** Start of Information given **
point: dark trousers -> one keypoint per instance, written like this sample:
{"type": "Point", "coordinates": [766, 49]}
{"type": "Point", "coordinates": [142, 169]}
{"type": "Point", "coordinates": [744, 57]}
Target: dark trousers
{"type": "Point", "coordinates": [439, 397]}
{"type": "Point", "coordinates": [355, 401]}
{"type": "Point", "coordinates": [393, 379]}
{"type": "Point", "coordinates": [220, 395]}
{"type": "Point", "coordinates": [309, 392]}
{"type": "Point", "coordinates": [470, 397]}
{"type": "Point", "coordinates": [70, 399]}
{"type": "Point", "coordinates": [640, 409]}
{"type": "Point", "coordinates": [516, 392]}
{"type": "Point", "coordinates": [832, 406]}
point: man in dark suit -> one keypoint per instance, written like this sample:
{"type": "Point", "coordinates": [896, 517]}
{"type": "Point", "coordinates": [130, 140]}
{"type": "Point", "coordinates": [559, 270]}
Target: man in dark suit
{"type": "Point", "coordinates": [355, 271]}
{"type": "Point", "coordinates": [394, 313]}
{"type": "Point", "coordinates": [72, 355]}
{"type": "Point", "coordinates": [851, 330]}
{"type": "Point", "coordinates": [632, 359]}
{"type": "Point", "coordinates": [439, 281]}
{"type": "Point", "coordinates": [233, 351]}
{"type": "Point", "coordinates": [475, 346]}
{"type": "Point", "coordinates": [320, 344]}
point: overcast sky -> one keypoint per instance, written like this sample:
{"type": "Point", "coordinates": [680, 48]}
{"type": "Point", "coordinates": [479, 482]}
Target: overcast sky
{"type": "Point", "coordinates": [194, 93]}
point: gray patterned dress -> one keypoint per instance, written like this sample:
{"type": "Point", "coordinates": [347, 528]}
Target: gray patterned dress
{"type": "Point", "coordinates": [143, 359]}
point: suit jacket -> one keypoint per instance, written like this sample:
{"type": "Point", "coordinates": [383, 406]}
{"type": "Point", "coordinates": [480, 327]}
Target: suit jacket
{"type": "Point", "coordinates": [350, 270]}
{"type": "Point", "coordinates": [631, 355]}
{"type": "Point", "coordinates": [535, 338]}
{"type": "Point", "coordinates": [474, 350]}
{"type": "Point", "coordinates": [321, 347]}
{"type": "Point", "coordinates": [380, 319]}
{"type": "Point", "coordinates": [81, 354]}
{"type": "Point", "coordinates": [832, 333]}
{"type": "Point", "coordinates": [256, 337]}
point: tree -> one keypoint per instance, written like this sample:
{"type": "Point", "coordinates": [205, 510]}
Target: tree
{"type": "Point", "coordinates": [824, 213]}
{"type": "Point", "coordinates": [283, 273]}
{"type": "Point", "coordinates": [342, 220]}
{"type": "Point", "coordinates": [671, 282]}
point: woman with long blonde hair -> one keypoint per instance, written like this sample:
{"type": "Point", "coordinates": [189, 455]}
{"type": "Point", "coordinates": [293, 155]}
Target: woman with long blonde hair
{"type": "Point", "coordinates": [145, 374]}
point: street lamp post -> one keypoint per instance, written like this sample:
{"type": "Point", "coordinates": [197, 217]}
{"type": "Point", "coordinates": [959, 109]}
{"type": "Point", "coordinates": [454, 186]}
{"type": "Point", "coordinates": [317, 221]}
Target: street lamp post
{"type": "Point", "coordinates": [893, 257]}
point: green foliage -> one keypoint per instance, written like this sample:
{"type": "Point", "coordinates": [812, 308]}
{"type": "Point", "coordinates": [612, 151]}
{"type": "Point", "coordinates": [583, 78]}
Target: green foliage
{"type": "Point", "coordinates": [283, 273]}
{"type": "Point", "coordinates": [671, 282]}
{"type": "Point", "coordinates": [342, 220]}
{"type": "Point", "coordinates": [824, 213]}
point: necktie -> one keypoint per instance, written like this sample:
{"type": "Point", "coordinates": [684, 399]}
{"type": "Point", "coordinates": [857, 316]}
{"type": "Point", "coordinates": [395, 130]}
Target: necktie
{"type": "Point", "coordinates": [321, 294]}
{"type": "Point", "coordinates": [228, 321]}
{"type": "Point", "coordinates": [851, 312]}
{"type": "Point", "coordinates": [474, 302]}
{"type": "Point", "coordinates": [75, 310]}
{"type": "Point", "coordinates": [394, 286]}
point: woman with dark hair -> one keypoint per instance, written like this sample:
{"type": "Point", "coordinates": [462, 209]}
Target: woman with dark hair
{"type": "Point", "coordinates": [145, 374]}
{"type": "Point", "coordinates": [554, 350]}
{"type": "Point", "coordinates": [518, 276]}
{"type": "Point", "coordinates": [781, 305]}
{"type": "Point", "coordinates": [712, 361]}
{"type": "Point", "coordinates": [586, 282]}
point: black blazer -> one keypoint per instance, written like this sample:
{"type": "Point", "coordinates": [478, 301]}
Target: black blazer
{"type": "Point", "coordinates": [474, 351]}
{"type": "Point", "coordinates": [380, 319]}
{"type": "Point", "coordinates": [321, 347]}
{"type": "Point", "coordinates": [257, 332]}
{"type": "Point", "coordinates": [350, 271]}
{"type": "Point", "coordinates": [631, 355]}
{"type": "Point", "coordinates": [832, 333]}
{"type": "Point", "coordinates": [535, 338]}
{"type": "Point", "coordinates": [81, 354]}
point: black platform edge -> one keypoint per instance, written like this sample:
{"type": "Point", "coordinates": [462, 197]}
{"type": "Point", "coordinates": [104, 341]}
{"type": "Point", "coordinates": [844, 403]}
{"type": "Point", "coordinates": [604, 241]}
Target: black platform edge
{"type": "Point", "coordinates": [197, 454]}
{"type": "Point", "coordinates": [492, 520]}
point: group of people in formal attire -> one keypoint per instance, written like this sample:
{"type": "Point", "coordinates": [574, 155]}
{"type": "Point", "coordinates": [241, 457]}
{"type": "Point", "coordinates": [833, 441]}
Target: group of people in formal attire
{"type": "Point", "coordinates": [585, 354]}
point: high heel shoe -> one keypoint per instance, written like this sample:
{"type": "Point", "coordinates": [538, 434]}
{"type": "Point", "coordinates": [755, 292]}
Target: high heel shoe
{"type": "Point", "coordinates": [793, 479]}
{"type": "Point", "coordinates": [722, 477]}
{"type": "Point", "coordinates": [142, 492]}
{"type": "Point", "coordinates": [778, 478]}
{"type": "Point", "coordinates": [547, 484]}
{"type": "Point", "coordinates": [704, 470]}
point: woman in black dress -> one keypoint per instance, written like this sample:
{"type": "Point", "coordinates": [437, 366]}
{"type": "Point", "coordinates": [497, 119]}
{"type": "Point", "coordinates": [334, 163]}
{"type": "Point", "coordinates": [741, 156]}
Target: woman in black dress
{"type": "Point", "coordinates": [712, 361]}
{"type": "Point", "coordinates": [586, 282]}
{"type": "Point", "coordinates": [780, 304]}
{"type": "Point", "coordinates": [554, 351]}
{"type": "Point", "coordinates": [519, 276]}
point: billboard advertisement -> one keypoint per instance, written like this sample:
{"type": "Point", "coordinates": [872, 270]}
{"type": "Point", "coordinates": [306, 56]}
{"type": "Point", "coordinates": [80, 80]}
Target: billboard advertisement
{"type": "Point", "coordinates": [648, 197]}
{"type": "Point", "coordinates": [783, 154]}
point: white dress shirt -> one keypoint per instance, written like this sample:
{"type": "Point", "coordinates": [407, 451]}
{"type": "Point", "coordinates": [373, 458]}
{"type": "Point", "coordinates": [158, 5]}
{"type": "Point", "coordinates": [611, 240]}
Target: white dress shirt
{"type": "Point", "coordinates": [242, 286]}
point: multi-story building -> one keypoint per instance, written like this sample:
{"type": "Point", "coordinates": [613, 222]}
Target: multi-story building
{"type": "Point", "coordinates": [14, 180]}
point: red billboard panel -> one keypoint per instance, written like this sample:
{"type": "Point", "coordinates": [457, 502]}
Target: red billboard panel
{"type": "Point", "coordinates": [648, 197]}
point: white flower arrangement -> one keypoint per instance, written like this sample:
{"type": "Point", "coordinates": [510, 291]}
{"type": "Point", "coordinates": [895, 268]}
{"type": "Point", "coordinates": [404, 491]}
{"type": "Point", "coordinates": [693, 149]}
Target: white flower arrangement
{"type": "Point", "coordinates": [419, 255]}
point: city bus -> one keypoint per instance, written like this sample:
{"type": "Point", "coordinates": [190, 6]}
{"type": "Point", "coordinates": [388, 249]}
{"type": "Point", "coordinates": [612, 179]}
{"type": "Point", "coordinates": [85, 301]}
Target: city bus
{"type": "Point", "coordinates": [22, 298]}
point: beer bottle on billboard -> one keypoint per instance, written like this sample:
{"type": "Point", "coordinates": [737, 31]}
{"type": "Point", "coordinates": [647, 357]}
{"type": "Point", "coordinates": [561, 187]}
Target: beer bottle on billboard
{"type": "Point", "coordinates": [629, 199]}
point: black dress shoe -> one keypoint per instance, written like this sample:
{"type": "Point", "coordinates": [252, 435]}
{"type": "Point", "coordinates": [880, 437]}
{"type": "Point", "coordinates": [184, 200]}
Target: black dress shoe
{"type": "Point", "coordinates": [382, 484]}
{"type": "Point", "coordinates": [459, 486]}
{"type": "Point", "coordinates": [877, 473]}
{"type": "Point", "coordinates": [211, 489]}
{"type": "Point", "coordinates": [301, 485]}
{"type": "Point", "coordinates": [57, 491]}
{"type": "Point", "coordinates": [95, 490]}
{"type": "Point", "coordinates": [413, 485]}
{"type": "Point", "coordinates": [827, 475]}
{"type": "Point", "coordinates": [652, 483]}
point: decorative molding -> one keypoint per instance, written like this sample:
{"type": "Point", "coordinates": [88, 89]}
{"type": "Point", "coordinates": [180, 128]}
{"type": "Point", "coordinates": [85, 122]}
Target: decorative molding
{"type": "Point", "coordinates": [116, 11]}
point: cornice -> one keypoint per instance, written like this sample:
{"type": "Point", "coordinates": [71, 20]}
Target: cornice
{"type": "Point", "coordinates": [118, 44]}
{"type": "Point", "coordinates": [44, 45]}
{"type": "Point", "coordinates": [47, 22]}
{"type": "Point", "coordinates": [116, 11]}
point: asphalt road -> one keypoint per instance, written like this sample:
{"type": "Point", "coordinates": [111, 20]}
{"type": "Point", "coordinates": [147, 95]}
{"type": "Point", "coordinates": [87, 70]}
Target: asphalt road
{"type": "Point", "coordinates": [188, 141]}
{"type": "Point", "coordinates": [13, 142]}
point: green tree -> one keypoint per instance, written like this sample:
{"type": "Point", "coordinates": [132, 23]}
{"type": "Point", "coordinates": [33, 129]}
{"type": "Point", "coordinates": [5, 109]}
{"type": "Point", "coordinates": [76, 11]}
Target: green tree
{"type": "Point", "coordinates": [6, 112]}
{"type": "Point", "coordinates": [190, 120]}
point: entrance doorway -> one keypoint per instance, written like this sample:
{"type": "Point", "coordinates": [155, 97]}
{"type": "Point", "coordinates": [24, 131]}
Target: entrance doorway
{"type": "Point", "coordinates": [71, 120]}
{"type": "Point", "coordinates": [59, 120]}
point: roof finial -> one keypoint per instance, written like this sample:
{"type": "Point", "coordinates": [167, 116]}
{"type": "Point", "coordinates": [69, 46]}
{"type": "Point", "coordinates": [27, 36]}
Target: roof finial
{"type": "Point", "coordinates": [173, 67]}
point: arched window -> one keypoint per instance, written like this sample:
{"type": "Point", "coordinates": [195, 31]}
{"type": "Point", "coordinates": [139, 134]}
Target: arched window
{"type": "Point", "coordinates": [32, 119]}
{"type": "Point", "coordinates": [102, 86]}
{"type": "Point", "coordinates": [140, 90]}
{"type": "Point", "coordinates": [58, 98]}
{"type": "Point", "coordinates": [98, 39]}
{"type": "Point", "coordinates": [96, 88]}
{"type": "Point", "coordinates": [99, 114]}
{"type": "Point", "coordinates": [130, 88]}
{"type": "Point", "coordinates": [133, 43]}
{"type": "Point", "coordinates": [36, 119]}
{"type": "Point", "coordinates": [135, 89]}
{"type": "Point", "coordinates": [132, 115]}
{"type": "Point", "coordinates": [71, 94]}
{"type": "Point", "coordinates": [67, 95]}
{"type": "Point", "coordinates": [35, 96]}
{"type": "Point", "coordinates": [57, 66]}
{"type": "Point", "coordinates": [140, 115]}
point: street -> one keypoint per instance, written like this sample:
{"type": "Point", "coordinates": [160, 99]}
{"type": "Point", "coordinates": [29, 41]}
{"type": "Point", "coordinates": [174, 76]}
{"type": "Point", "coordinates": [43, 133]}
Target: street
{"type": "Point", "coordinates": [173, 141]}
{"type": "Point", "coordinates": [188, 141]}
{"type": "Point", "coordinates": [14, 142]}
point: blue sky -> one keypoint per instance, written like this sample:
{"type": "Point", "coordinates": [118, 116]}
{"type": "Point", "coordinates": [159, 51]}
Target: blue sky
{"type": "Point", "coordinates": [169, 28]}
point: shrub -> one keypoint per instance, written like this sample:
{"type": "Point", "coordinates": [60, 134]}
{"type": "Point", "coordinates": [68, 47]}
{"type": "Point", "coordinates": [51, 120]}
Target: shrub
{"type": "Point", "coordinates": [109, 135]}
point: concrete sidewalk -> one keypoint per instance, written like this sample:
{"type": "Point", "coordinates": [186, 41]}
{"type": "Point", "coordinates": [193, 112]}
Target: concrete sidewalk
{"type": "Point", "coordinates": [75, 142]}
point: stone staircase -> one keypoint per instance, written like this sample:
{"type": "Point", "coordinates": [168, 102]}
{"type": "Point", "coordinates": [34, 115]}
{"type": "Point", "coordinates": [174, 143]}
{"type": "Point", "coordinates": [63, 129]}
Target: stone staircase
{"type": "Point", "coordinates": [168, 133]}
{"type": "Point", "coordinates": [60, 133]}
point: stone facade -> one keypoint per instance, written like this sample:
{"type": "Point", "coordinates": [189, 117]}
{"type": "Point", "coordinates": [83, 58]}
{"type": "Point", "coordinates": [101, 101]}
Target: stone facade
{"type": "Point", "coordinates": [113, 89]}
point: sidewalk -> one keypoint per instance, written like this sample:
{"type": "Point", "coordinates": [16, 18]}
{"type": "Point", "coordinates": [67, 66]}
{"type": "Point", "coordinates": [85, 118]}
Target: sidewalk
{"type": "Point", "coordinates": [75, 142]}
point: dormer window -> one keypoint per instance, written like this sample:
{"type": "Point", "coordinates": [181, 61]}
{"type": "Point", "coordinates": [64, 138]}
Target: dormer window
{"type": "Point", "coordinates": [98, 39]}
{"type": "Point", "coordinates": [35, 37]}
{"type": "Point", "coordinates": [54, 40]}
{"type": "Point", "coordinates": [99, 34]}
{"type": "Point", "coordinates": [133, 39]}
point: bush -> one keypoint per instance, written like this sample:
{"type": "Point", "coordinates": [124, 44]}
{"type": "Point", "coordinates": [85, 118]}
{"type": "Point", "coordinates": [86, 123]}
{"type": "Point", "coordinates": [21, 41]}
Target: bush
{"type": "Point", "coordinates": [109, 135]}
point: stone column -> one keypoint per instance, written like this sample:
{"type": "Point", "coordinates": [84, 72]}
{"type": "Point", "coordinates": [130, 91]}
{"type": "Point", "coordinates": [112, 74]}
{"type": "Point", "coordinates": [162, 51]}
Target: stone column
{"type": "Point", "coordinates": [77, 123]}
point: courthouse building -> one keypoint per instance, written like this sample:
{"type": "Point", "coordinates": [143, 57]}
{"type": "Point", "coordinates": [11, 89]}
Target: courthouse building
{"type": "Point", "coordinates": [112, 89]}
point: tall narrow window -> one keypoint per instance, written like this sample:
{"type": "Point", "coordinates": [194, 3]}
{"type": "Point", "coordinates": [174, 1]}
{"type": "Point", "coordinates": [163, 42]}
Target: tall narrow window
** End of Information given **
Give the lines of the listing above, from the line containing "point: group of" through the line containing "Target: group of people in formal attire", as a JSON list of strings with one string per line and blank lines omitted.

[
  "point: group of people in formal attire -> one keypoint per instance, written like this sample:",
  "{\"type\": \"Point\", \"coordinates\": [574, 155]}",
  "{\"type\": \"Point\", \"coordinates\": [241, 457]}",
  "{\"type\": \"Point\", \"coordinates\": [833, 441]}",
  "Target: group of people in formal attire"
]